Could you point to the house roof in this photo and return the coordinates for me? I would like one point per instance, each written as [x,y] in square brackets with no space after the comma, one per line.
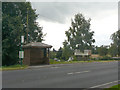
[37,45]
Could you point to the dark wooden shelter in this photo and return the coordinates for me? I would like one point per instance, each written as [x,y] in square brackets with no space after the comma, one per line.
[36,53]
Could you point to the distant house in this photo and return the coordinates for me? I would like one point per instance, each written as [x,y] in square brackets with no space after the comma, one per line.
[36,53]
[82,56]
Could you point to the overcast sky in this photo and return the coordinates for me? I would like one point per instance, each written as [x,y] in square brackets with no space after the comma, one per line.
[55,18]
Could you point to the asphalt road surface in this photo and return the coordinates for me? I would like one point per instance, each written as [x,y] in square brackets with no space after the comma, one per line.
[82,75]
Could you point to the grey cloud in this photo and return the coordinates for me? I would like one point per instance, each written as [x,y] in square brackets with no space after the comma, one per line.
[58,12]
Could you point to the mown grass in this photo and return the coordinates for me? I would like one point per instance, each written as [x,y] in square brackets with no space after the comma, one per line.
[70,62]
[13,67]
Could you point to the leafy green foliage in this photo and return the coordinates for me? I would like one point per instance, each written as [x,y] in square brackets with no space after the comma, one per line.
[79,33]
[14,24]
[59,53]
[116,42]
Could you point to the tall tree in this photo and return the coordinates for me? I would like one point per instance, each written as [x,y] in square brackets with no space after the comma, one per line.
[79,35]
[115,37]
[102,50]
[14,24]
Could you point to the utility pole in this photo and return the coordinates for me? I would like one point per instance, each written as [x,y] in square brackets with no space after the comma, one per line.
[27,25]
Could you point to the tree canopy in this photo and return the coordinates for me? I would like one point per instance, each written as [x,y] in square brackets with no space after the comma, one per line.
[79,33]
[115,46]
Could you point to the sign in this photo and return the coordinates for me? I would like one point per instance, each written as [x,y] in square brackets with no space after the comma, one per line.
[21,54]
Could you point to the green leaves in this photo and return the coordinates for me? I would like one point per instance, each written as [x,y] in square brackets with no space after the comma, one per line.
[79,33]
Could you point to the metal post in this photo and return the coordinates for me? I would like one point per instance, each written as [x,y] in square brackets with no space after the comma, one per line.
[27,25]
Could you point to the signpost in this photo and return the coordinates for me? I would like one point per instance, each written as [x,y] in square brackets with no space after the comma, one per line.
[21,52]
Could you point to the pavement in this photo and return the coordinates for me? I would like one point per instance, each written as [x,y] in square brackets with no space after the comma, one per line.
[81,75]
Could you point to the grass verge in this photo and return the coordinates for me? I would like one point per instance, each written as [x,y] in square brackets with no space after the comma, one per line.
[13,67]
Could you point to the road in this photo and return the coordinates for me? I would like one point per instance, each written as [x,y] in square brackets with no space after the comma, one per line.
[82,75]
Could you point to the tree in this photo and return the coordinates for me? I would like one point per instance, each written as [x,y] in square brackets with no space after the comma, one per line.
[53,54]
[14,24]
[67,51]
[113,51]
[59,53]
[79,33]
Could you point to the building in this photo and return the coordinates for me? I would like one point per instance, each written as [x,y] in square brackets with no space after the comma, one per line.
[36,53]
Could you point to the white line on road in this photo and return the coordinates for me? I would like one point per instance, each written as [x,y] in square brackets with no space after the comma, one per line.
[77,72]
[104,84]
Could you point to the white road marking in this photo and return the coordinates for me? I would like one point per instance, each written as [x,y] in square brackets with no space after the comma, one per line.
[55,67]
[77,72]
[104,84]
------------
▶ _YOUR GOAL_
Every line above goes into the copy unchanged; the pictures do not.

▶ _RESULT OF THIS TASK_
Could you point to the house roof in this photo and return the coordinates for me? I would like one point per instance, each written as [x,y] in square brackets with no space after the comma, one per line.
[37,45]
Could you point to the dark wooden shelter in this photo and return the coordinates for me? I would like one point per instance, each written as [x,y] in square brackets with no space after the comma, one per line.
[36,53]
Could you point to the distant house in this photo and return the coordinates for me? I would like one point per instance, each written as [x,y] in square brackets with no space after the comma, one per line.
[36,53]
[82,56]
Could you point to the overcast sky in this photo and return the coordinates for me? I would like one point per instance, each written as [x,y] in square brackets with no space after the comma, one per line.
[55,18]
Could you point to the asphalt road surface in this photo and return the coordinates for me? I would like one point per instance, each written as [x,y] in square brackets with no space after the comma, one per line.
[82,75]
Could you point to the grey cloud in this photo and return the coordinates for me? I would like one point per instance, each written as [x,y] in square brackets with no space after the comma, one per line.
[58,12]
Could you point to the mown grass in this photo and return the coordinates for me? I would like one point per instance, each written as [x,y] in square brackets with no space after the comma, one per line.
[70,62]
[13,67]
Could you point to the leafy green foliage in this photo and return the coordinates for me? I would like one point per instance, each written as [x,y] in square brackets with no space after the comma, one per line.
[79,33]
[14,24]
[59,53]
[116,42]
Could you point to the tall tree in this photo and return the coordinates for me? I would like one point per instance, each written as [x,y] in square brackets with no space after the comma, one per line.
[79,35]
[115,37]
[102,50]
[14,24]
Could you point to the utility pole in this photo and return the coordinates for me? I would like one point per instance, each written as [x,y] in square brackets with no space after the comma, one per line.
[27,25]
Could you point to the tree canopy in this photo and return the coordinates for me? I would like one point per instance, each written as [x,y] in square brackets with no space after the comma, one per line.
[79,33]
[115,46]
Could you point to the sign in this photo and return the coordinates for me? I would like one point per instance, each written as [x,y] in square brackets with no space after the comma, one per line.
[21,54]
Could you point to the green leaves in this photo and return the coordinates for me? I would like one point per instance, each written as [x,y] in square brackets with no space after the comma, one per line.
[79,33]
Could you point to the metal post in this photo and return the coordinates for me? I would like one point per instance, each written as [x,y] in square brackets with no space after the comma, one per line.
[27,25]
Could you point to the signpost in this photo and return the coordinates for me? I would like one point per instance, each written as [x,y] in square brackets with no space after the comma, one per line.
[21,52]
Could you point to the pavement in this photo and return the coordinates for me? I would like one point per instance, each written as [x,y] in square brackets with no space after the comma, one per line.
[81,75]
Could you point to the grass verge in this photo and return the coordinates for me? I would like one point per instance, each written as [x,y] in square brackets with no space after the comma, one per line.
[13,67]
Could you point to the road in this photo and return the coordinates for me? I would like one point per instance, each written as [x,y] in square brackets with no space after the comma, one per line.
[82,75]
Could you point to the tree in this photo and return the coordinates for me? I would like one point per instance, each written as [x,y] in square brackets with no space after the comma, one per line.
[53,54]
[14,24]
[67,51]
[113,51]
[59,53]
[79,33]
Could you point to the building in this photo and return the coordinates for me? I would like one point per instance, each written as [x,y] in square brackets with no space after the comma, one per line.
[36,53]
Could you point to the white line on road in this photo and return the coordinates for me? I would like one point per instance, each written as [x,y] in square brackets with no space after the comma, one per line.
[77,72]
[104,84]
Could you point to the white road marking in this photo and return the coordinates for me? I would like one point per instance, each written as [x,y] in square brackets with no space after the comma, one per line.
[55,67]
[77,72]
[104,84]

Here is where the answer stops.